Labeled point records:
————————
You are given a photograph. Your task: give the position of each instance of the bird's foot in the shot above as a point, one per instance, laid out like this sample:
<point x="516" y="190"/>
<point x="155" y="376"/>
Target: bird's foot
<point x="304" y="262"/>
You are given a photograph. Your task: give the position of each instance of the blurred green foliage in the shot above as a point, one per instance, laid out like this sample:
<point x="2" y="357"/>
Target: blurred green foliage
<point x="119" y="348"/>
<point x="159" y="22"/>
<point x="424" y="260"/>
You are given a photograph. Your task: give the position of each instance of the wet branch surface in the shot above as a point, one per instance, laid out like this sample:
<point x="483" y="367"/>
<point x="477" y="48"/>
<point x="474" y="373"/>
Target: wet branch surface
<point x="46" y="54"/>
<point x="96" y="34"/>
————————
**EXERCISE PROMPT**. Give every line of the records above as a JSON list of strings, one string per line, leaving out any blank lines.

**TASK RESPONSE**.
[
  "You are given a photograph. Your task: give the position of each instance of the bird's foot in the shot above as a point, one per instance, laid out like this sample:",
  "<point x=\"516\" y=\"190\"/>",
  "<point x=\"155\" y=\"376\"/>",
  "Target: bird's foot",
  "<point x=\"304\" y=\"262\"/>",
  "You are given a photograph. Your task: give the position of each instance of the blurred green foliage in the shot above as a point, one per instance, laid out like this sample:",
  "<point x=\"2\" y=\"357\"/>",
  "Target: blurred green foliage",
  "<point x=\"119\" y=\"348\"/>",
  "<point x=\"159\" y=\"22\"/>",
  "<point x=\"424\" y=\"260\"/>",
  "You are given a photograph. Your task: give the position of each instance of the wet branch surface in the shot above as a point, one per instance, laid out like this sample:",
  "<point x=\"483\" y=\"367\"/>",
  "<point x=\"477\" y=\"48\"/>",
  "<point x=\"474\" y=\"373\"/>",
  "Target: wet branch surface",
  "<point x=\"46\" y=\"54\"/>",
  "<point x=\"96\" y=\"34\"/>"
]